§ WHAT YOU NEED TO DO
Rewrite every line of the material from the line with "outline gray rock, every instance" up to and including the line with "127), (152, 127)]". Change only the x and y coordinates of the outline points, shifting each one by adding 102.

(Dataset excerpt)
····················

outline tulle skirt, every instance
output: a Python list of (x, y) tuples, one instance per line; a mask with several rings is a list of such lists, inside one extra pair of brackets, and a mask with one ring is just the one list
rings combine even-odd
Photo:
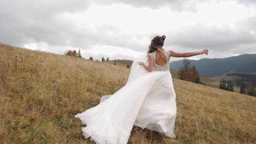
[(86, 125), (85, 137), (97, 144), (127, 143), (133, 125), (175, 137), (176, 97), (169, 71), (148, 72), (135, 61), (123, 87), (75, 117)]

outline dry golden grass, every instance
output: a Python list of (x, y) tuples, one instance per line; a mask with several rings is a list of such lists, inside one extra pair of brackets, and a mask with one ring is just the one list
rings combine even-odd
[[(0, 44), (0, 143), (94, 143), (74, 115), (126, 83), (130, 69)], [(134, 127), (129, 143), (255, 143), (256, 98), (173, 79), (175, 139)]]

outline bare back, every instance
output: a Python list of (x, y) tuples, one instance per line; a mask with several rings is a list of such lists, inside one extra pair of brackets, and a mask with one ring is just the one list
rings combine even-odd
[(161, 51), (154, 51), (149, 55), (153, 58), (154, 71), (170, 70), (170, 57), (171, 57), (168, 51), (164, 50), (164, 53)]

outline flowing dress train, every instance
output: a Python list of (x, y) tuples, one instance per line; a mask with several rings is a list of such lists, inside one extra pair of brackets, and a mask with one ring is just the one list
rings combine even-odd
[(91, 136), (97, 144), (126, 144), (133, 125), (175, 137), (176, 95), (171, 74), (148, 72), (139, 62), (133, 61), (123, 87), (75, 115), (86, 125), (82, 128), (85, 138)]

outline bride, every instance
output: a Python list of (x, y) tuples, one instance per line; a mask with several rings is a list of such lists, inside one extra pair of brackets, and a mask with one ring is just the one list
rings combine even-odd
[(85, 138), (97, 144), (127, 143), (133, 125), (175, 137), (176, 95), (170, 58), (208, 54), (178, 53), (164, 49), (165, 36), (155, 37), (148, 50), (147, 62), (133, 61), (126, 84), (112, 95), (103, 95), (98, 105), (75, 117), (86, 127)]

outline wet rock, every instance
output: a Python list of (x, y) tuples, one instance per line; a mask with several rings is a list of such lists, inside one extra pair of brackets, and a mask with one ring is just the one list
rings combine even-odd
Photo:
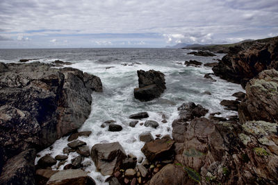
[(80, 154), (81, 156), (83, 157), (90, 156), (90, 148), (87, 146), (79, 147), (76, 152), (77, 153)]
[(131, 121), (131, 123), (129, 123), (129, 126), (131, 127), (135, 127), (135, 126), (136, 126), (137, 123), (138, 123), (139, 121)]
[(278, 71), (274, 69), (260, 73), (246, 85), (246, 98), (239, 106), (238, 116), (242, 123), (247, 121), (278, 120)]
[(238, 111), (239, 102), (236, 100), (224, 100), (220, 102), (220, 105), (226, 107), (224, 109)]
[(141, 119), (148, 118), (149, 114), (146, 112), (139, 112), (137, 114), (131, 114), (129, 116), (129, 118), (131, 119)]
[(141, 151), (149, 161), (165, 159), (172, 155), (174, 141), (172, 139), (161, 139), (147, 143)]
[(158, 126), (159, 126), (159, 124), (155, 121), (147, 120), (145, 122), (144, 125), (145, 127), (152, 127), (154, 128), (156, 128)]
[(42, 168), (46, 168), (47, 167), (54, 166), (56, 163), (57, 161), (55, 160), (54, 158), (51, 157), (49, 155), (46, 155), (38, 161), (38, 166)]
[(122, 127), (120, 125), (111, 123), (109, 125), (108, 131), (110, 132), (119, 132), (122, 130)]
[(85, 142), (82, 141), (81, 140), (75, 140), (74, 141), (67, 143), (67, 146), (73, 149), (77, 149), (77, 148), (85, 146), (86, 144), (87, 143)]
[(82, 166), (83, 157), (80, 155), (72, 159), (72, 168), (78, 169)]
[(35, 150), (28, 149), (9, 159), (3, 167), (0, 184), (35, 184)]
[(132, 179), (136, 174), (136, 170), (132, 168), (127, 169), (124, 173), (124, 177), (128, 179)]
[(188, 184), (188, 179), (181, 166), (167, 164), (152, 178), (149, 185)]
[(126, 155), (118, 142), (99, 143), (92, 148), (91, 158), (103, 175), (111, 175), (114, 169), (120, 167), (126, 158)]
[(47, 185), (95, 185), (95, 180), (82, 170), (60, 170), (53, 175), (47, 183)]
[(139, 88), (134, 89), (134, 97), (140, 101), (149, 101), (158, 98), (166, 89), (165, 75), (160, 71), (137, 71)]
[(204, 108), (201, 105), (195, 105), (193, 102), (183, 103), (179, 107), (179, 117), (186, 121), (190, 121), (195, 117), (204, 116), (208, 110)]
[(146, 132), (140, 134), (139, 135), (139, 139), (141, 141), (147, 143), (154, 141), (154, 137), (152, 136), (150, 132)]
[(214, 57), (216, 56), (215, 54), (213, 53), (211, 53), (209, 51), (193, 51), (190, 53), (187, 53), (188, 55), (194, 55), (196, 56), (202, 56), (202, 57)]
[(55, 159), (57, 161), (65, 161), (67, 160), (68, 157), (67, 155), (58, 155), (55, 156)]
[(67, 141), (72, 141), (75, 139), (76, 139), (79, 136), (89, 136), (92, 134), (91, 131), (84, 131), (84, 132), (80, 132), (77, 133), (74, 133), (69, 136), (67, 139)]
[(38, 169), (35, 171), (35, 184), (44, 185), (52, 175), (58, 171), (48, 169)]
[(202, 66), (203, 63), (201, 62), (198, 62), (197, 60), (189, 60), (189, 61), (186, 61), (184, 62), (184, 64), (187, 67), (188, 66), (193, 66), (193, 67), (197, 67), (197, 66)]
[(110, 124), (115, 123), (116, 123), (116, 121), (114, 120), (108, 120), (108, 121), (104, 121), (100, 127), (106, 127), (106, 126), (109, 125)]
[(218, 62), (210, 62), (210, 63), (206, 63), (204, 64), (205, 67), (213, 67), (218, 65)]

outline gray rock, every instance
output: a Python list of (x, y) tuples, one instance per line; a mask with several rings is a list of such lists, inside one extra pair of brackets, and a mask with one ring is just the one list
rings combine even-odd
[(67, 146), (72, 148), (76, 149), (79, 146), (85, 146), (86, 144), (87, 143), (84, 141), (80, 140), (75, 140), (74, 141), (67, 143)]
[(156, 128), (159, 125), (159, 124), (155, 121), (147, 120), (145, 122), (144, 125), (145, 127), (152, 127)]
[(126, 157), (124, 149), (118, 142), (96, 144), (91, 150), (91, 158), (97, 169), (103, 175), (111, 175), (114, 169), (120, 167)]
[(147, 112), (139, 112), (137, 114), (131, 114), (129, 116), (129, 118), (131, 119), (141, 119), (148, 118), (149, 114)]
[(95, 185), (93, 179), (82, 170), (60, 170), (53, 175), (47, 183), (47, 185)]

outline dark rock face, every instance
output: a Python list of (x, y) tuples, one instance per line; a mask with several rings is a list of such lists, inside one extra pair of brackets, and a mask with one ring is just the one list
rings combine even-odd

····················

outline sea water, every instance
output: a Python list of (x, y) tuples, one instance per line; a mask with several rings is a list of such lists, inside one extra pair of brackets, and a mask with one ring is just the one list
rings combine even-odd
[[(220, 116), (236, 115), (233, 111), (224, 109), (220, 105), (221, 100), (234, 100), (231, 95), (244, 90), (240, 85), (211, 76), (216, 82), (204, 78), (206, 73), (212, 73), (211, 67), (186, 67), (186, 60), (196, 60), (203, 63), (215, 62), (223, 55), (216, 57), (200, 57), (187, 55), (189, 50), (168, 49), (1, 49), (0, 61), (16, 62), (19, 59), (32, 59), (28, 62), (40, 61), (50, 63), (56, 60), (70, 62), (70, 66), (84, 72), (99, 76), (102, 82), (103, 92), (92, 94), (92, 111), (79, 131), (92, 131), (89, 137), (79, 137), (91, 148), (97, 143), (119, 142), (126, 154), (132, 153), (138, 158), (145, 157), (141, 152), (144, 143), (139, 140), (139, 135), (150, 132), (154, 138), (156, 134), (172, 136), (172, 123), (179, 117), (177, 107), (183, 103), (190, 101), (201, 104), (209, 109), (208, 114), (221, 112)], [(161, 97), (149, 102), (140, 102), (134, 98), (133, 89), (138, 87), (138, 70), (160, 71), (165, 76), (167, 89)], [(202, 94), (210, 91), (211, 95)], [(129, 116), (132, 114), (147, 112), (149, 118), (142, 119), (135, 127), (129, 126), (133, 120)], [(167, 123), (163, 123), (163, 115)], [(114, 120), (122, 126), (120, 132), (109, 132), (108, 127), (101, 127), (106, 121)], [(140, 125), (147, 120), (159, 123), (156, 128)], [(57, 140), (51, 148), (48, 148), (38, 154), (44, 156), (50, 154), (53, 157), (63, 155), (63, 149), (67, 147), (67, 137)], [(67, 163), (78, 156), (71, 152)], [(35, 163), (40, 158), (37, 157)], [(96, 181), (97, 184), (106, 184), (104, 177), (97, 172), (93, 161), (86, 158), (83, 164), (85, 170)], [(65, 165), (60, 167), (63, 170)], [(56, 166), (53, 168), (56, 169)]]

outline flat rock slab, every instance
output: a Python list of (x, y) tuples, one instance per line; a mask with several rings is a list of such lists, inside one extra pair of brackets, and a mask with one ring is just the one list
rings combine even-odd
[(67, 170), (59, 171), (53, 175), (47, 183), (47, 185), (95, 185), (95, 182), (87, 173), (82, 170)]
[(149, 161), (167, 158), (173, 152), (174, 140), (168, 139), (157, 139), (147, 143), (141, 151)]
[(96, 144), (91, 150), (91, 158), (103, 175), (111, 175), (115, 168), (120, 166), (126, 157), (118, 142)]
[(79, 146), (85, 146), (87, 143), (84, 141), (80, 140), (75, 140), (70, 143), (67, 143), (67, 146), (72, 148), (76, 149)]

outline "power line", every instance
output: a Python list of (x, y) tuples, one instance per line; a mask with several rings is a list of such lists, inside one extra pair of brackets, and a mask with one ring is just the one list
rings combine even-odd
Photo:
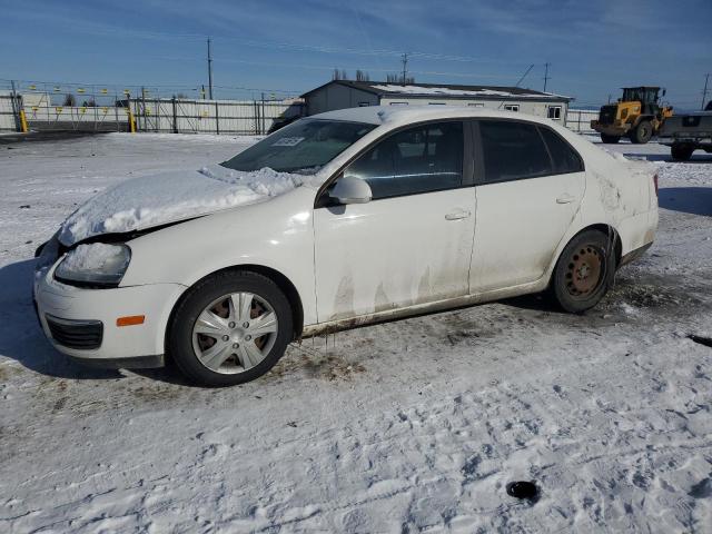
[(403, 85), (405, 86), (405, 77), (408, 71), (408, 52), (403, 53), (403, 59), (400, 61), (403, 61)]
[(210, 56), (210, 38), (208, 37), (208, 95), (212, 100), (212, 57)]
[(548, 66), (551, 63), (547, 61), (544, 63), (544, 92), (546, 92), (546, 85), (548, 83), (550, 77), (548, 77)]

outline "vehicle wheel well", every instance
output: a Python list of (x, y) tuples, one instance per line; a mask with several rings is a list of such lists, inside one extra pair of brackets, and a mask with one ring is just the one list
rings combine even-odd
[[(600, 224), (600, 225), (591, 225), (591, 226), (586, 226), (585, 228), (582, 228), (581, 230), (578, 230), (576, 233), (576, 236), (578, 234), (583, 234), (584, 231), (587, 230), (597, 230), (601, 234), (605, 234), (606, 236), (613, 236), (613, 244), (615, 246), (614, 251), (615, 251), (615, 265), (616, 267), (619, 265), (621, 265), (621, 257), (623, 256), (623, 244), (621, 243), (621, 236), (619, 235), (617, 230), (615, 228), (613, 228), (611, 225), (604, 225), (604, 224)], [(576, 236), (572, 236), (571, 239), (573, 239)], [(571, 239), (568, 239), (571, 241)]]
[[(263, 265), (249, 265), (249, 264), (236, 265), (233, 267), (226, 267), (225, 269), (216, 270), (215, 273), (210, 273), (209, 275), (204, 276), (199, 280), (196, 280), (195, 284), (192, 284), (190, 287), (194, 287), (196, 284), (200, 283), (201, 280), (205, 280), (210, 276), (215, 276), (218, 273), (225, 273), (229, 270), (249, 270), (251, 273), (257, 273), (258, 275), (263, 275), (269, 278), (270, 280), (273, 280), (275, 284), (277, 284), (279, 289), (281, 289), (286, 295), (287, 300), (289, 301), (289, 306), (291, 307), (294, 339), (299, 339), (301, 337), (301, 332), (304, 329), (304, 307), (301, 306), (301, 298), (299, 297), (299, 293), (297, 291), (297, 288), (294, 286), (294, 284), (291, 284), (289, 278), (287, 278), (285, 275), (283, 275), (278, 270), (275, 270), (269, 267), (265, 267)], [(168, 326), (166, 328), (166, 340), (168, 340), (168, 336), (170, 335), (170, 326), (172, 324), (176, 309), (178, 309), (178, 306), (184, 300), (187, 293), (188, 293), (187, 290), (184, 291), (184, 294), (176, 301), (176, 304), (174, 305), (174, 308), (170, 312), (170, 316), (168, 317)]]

····················

§ EXERCISE SOLUTION
outline gray rock, every instance
output: a Python list of (x, y) tuples, one instance per line; a mask with several rings is a list of such lists, inside one extra pair of brackets, and a mask with one ring is just the one list
rings combine even-odd
[(169, 248), (174, 250), (178, 251), (181, 248), (187, 248), (188, 246), (189, 245), (186, 243), (182, 242), (177, 242), (176, 243), (169, 245)]
[(258, 230), (261, 227), (261, 226), (257, 223), (249, 222), (247, 224), (246, 227), (247, 229), (254, 229)]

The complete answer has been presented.